◆ The data:

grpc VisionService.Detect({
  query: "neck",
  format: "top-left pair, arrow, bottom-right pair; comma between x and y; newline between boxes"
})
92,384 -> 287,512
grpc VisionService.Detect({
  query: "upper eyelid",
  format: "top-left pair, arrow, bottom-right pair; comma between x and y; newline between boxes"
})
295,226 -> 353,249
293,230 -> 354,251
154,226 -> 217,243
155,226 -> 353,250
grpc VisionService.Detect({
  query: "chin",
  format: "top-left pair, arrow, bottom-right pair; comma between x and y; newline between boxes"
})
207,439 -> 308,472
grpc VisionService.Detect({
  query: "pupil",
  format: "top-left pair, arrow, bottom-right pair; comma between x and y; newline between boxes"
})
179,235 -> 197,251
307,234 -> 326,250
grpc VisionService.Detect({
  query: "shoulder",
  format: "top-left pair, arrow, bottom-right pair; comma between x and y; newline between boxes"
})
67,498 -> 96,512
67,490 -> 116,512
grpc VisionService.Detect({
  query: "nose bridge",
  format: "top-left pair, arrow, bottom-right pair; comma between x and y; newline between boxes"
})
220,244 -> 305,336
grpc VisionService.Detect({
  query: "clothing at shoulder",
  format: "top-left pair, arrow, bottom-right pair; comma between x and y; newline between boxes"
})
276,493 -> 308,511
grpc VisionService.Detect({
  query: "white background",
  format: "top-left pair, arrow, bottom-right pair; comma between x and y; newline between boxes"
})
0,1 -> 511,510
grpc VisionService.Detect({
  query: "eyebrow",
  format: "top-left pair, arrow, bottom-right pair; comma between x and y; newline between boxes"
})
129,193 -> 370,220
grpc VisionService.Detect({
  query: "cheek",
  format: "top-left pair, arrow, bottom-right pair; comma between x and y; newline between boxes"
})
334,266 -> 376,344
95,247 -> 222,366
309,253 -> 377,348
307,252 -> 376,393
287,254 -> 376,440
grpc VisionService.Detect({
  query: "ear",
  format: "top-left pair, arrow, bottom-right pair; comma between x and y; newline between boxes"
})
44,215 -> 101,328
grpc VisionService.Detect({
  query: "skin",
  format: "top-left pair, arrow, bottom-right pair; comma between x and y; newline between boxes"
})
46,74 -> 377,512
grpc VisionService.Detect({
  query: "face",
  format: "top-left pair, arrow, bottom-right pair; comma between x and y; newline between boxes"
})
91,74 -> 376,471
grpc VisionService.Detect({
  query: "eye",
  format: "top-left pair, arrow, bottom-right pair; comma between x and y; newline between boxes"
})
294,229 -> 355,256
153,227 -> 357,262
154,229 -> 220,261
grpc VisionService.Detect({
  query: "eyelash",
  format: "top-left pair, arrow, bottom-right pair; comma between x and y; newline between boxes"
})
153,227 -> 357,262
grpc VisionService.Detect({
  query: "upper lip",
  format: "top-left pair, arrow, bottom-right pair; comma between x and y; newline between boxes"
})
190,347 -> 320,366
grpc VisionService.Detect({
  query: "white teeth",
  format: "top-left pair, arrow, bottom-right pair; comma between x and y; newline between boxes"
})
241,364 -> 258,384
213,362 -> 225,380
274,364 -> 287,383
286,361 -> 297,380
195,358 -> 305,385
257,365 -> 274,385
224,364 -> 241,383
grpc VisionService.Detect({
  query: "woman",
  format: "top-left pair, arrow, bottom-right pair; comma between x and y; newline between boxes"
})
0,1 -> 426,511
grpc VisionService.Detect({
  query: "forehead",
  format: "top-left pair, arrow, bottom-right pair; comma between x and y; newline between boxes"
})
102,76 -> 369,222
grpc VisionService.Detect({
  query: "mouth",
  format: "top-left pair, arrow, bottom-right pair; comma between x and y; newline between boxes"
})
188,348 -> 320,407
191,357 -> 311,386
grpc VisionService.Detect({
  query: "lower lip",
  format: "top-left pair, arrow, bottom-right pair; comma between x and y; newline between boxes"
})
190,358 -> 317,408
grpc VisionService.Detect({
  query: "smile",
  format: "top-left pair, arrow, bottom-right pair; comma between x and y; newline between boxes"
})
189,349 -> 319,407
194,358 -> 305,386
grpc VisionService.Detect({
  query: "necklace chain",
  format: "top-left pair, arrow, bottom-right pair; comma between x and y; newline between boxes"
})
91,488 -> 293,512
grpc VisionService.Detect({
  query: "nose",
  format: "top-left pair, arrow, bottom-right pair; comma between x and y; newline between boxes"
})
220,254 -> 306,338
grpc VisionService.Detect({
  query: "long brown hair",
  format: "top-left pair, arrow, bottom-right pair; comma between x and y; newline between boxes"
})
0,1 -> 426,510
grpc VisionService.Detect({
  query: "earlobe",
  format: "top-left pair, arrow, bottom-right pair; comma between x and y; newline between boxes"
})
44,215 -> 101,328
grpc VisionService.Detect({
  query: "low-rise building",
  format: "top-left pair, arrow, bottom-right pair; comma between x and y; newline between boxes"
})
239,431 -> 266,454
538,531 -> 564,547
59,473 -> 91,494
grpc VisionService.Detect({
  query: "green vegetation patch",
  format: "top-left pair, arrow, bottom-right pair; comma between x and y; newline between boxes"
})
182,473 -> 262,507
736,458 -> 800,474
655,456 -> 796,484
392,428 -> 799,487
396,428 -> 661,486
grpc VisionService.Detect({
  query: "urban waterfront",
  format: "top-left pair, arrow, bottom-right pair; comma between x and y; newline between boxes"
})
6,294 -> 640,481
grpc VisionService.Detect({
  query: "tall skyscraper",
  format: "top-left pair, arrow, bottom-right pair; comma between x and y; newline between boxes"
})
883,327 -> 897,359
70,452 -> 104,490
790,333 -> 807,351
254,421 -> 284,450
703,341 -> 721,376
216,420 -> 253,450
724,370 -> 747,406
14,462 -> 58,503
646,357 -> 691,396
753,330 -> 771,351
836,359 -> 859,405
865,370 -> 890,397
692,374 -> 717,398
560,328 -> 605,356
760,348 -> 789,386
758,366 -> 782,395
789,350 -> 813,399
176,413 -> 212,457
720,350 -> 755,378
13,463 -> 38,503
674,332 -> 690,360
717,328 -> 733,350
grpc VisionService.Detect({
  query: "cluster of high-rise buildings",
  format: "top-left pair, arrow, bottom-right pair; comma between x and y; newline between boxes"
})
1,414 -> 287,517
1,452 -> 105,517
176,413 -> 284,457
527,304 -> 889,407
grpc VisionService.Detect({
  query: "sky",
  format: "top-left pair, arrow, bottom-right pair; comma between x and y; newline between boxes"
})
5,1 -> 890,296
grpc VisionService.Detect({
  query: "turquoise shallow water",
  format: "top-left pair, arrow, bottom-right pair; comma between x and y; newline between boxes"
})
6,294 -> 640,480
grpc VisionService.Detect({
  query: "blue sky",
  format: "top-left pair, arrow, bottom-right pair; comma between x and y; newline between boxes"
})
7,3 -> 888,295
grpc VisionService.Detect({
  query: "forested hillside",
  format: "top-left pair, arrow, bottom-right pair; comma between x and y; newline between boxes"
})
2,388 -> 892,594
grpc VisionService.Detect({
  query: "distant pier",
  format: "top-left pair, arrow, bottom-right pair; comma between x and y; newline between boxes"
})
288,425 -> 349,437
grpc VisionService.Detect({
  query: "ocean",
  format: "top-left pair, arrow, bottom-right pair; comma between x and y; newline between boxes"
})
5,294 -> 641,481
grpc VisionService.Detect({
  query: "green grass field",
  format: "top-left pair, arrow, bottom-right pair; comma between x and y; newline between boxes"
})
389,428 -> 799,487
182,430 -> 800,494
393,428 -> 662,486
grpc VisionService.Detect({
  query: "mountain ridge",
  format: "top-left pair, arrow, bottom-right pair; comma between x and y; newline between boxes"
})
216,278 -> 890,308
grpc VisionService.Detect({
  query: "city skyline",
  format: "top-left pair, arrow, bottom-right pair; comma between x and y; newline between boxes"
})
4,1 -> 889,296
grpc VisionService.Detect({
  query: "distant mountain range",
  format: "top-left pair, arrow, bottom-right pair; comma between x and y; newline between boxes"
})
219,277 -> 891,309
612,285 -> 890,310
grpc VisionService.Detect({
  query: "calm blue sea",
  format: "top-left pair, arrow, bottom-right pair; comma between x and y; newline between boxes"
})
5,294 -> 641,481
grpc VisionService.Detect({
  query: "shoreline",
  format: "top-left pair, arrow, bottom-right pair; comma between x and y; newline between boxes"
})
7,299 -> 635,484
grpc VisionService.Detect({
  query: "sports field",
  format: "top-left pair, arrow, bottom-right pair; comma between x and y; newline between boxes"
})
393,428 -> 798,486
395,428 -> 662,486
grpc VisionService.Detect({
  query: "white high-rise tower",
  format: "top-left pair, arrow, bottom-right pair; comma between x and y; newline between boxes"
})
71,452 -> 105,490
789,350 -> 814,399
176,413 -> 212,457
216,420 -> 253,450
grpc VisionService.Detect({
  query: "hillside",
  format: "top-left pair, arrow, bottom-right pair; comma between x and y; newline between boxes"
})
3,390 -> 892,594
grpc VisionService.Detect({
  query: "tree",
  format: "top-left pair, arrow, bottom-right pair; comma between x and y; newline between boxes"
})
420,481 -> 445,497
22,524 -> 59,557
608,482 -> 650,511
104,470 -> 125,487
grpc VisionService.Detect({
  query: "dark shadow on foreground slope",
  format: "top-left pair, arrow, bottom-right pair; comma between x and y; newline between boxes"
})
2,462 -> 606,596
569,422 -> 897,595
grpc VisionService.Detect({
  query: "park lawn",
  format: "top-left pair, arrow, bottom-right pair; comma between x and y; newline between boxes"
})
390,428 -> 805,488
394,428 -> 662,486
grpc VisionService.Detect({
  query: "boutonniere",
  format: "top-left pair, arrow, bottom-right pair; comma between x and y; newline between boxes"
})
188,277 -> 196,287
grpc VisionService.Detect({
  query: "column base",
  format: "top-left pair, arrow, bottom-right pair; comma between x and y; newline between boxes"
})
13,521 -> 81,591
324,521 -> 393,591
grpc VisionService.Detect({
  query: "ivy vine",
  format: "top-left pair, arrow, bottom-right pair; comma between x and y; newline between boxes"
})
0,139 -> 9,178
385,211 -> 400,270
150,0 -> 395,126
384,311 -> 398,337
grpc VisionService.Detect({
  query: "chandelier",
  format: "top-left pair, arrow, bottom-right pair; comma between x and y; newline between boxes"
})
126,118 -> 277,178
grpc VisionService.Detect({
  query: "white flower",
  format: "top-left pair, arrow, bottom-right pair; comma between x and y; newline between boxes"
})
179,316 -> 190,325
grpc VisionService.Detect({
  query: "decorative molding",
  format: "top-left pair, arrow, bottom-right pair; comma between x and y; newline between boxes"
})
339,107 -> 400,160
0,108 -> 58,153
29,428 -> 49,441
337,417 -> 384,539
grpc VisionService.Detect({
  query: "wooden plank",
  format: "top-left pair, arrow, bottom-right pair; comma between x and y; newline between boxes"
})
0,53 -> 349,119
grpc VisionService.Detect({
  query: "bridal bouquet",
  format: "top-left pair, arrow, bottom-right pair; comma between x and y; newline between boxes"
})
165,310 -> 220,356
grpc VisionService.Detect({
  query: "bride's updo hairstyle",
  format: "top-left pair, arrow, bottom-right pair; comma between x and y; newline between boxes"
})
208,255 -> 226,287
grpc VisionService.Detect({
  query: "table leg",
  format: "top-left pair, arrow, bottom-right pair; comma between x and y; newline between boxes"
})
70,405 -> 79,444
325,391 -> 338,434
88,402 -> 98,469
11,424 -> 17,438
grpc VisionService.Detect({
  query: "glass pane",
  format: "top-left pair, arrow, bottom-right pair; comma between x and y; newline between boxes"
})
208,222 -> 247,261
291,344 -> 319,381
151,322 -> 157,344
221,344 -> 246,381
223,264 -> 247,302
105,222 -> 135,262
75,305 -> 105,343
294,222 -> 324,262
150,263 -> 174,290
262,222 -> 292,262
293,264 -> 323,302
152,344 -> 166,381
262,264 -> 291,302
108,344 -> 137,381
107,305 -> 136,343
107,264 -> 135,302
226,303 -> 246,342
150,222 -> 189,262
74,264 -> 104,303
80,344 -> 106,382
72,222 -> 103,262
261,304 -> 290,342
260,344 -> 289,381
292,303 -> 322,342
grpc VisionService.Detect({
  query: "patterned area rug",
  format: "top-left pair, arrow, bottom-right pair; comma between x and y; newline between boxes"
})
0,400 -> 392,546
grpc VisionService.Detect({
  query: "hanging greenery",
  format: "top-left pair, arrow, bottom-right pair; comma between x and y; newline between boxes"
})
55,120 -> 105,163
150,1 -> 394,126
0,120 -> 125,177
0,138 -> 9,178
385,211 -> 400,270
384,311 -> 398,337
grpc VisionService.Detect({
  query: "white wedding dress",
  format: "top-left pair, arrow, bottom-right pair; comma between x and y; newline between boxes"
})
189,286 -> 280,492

◆ What is required: Report every line of the records that contains the word "rise".

◆ Answer box:
  query: "low-rise building",
  query: "cluster of high-rise buildings",
  query: "white high-rise tower",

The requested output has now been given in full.